On April 14, 2009, in preparation for trial, the government disclosed to counsel for Mr. Martin and Mr. Virden a 1998 misdemeanor conviction of Mr. Cobbs. On May 7, 2009, Mr. Martin and Mr. Virden proceeded to trial. The government called Mr. Cobbs as one of its witnesses, and he testified about the conspiracy, including the roles played by him, Mr. Martin and Mr. Virden in the conspiracy. On May, 14, 2009, the jury found Mr. Martin and Mr. Virden guilty on Count 1, but acquitted them on Count 2.

On May 18, 2009, Mr. Cobbs's probation officer notified the government by telephone that Mr. Cobbs had tested positive for cocaine on May 4, 2009, and explained that a written report of the violation would be forthcoming. On May 20, 2009, Mr. Martin filed a motion for judgment of acquittal and a motion for new trial, which are now before the court (Doc. 115 and 116). On June 2, 2009, Mr. Virden filed a motion for a new trial (Doc. 126), which is also before the court.

Also on June 2, 2009, the government received the promised written Memorandum concerning Mr. Cobbs's positive drug test on May 4, 2009, and the government immediately disclosed this report to the defendants' counsel through email. On June 3, 2009, the court held a telephone conference with the parties, and at that time, granted the defendants an extension of time to file briefs in support of their motions.

On July 16, 2009, Mr. Virden and Mr. Martin each filed a Memorandum in Support of his Motion for New Trial (Docs. 139 140), alleging that the newly discovered evidence of Mr. Cobbs's cocaine use in May 2009 constituted a violation of the rule announced in Brady v. Maryland, 373 U.S. 83 (1963), which requires the government to disclose material exculpatory evidence to a defendant for use at trial. On July 17, 2009, the government, for the first time, disclosed to counsel for the defendants Mr. Cobbs's positive drug screen from October 3, 2008. In response to this disclosure, on August 3, 2009, Mr. Martin filed a Supplemental Memorandum of Law in Support of Motion for New Trial (Doc. 144), which alleged that the failure of the government to disclose Mr. Cobbs's drug use in October 2008 constituted an additional violation of the Brady doctrine which required his motion for a new trial be granted. On August 4, 2009, Mr. Virden filed a motion to join Mr. Martin's supplemental memorandum (Doc. 145), which this court granted (Doc. 146).

STANDARD

The defendants move for a new trial. Federal Rule of Criminal Procedure 33 provides that "the court may vacate any judgment and grant a new trial if the interest of justice so requires." Fed.R.Crim.P. 33. "A motion for a new trial is not regarded with favor and is only issued with great caution." United States v. Herrera, 481 F.3d 1266, 1269-70 (10th Cir. 2007) (citing United States v. Trujillo, 136 F.3d 1388, 1394 (10th Cir. 1998)). The decision whether to grant a motion for new trial is committed to the sound discretion of the trial court. United States v. Stevens, 978 F.2d 565, 570 (10th Cir. 1992).

**Dataset rows**:
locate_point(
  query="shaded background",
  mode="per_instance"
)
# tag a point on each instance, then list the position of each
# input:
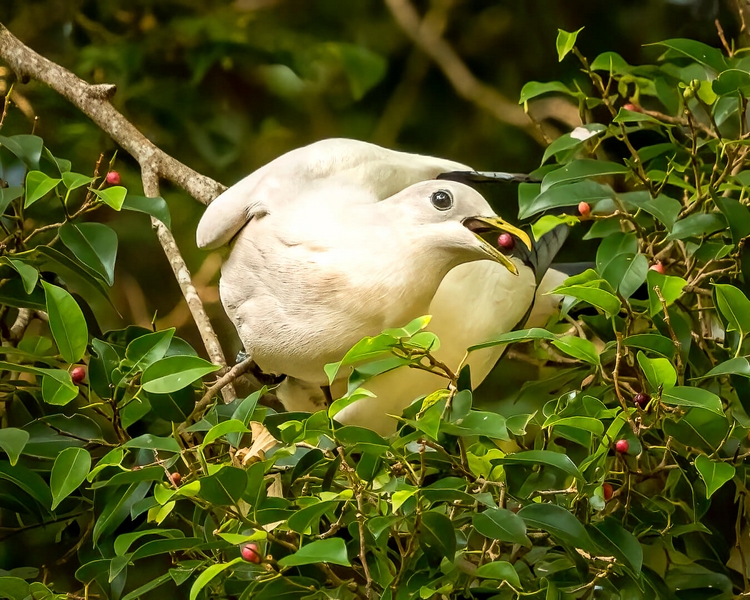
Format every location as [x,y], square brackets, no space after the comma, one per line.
[227,85]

**Brief 1**:
Answer these questions using the court opinion:
(a) On what date did Mr. Cobbs test positive for cocaine, according to his probation officer?
(b) What document number does the court opinion give for Mr. Virden's motion for a new trial?
(c) Which Federal Rule of Criminal Procedure allows the court to vacate a judgment and grant a new trial?
**Brief 2**:
Reproduce, word for word, the part of the court opinion that opens with the words containing "The defendants move" and closes with "(10th Cir. 1992).".

**Correct result 1**:
(a) May 4, 2009
(b) Doc. 126
(c) Rule 33

**Correct result 2**:
The defendants move for a new trial. Federal Rule of Criminal Procedure 33 provides that "the court may vacate any judgment and grant a new trial if the interest of justice so requires." Fed.R.Crim.P. 33. "A motion for a new trial is not regarded with favor and is only issued with great caution." United States v. Herrera, 481 F.3d 1266, 1269-70 (10th Cir. 2007) (citing United States v. Trujillo, 136 F.3d 1388, 1394 (10th Cir. 1998)). The decision whether to grant a motion for new trial is committed to the sound discretion of the trial court. United States v. Stevens, 978 F.2d 565, 570 (10th Cir. 1992).